Copy out every line of the data where the word "sample" is found.

Working data section start

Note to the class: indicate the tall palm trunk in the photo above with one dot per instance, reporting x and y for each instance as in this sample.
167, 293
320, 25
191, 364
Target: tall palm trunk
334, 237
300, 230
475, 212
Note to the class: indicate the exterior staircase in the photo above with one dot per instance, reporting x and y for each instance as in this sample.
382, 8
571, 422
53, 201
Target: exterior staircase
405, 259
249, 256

Working data section end

§ Result for this task:
Note to the class: indicate the tall palm trunk in the photo above with one dot per instance, reporting x and y for each instance as in this sample.
Note to the class: indicate the exterior staircase in the photo above with one dot per instance, reporting x and y for each instance as in this sample.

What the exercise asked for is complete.